> _Your objective_
Please set down exactly the entries between the lines holding "Where can you see the firefighter" and "point(848, 298)", inclusive.

..........

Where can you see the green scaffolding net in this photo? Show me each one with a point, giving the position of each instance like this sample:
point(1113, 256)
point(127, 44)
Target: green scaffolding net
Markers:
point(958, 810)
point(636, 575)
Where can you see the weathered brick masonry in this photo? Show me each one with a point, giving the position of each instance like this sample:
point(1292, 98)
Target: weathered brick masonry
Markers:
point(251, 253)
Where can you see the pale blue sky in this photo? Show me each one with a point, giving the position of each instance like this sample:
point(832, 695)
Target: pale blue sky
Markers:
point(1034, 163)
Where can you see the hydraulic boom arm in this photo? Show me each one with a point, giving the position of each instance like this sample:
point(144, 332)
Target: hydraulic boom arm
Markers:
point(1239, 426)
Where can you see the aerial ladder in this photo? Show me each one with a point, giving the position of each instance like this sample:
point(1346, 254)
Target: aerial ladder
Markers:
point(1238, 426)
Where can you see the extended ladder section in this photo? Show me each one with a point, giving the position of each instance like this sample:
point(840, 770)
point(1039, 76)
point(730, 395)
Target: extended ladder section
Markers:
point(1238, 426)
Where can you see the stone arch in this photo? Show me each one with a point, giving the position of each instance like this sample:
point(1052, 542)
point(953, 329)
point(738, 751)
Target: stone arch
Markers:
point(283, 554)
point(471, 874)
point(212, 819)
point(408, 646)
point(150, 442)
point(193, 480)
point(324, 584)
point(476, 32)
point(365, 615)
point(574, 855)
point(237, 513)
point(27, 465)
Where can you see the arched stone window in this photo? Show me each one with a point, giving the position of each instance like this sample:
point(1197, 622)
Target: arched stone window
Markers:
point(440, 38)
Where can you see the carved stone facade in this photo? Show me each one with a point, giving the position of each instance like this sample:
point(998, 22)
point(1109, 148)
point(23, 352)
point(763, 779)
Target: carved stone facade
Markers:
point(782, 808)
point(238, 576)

..........

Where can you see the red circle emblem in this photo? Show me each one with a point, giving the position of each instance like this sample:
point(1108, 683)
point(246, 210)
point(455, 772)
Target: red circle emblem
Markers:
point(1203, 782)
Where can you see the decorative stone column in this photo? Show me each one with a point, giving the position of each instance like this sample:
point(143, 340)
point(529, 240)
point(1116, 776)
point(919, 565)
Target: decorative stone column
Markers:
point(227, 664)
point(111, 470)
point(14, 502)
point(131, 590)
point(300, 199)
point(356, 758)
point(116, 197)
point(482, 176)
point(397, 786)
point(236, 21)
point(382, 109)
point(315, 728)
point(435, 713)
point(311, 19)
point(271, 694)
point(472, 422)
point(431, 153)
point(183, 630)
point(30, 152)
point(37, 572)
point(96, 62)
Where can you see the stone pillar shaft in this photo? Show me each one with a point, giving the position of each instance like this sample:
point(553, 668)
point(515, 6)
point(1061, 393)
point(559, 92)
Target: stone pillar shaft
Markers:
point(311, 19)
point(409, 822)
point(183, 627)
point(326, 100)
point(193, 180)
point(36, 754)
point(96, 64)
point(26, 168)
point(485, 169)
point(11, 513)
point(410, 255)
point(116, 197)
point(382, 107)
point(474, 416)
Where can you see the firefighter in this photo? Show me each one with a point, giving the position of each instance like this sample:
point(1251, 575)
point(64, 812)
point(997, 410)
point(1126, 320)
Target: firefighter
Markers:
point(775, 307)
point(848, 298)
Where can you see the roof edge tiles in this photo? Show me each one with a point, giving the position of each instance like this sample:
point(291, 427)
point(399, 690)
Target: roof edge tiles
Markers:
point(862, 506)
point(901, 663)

..........

> _Written response_
Where can you see the firefighter in this photo? Show me each one with a point, giving the position of each instance like this sample:
point(1251, 575)
point(64, 812)
point(997, 410)
point(1126, 320)
Target: firefighter
Markers:
point(775, 307)
point(848, 298)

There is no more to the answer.